* [SELECTED PASSAGE]

↓↓↓

For some investors, recent returns from crypto assets are hard to ignore. Anyone who bought €1,000 of Bitcoin this time last year now has a commodity valued at €4,110. Even those who bought at the last peak, in December 2017, have more than doubled their money.
What’s more, some financial institutions see long-term price targets of €200,000 and beyond.
“A target of $300,000 to $500,000 is credible and reasonable,” says Seamus Donoghue, vice-president of sales at Metaco, which advises large banks such as Standard Chartered and Gazprombank.
“Indeed, it could well go beyond that. As an asset class, crypto currency is still very small with Bitcoin at about $800bn. Compare that to gold, which is itself a relatively small asset class and is currently at between $10tn and $12tn. But Bitcoin is an instantly transportable asset, unlike gold. If you put that into a price target, it’s something like $300,000 to $500,000.”
Donoghue isn’t some libertarian fanboy. He has spent 20 years building and managing trading operations with banks such as JP Morgan, Deutsche Bank, Barclays and Bank of America Merrill Lynch.
His conviction that crypto is emerging as a long-term tradeable asset is backed up by phone apps such as Revolut, which now allow regular punters to buy and sell it with little more difficulty than any mainstream betting app.

↑↑↑

* [DATA LINES]
↓↓↓

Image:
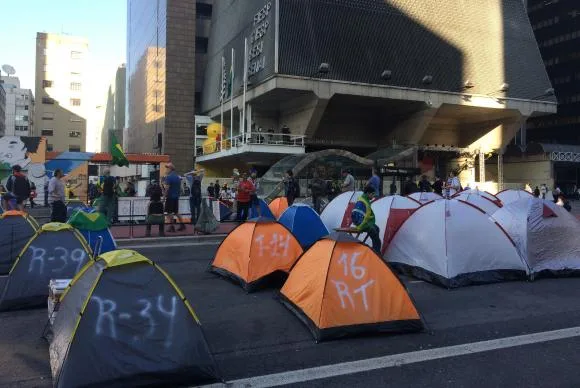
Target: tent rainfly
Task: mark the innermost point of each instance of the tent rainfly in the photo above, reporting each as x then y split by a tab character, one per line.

↑↑↑

* [REQUIREMENTS]
[1] Render this sentence from the passage on crypto investing into Spanish: "What’s more, some financial institutions see long-term price targets of €200,000 and beyond."
[2] Retype the passage on crypto investing word for word, from "What’s more, some" to "America Merrill Lynch.".

* [RESPONSES TO THE TASKS]
[1] Además, algunas instituciones financieras prevén objetivos de precio a largo plazo de 200.000 € y más allá.

[2]
What’s more, some financial institutions see long-term price targets of €200,000 and beyond.
“A target of $300,000 to $500,000 is credible and reasonable,” says Seamus Donoghue, vice-president of sales at Metaco, which advises large banks such as Standard Chartered and Gazprombank.
“Indeed, it could well go beyond that. As an asset class, crypto currency is still very small with Bitcoin at about $800bn. Compare that to gold, which is itself a relatively small asset class and is currently at between $10tn and $12tn. But Bitcoin is an instantly transportable asset, unlike gold. If you put that into a price target, it’s something like $300,000 to $500,000.”
Donoghue isn’t some libertarian fanboy. He has spent 20 years building and managing trading operations with banks such as JP Morgan, Deutsche Bank, Barclays and Bank of America Merrill Lynch.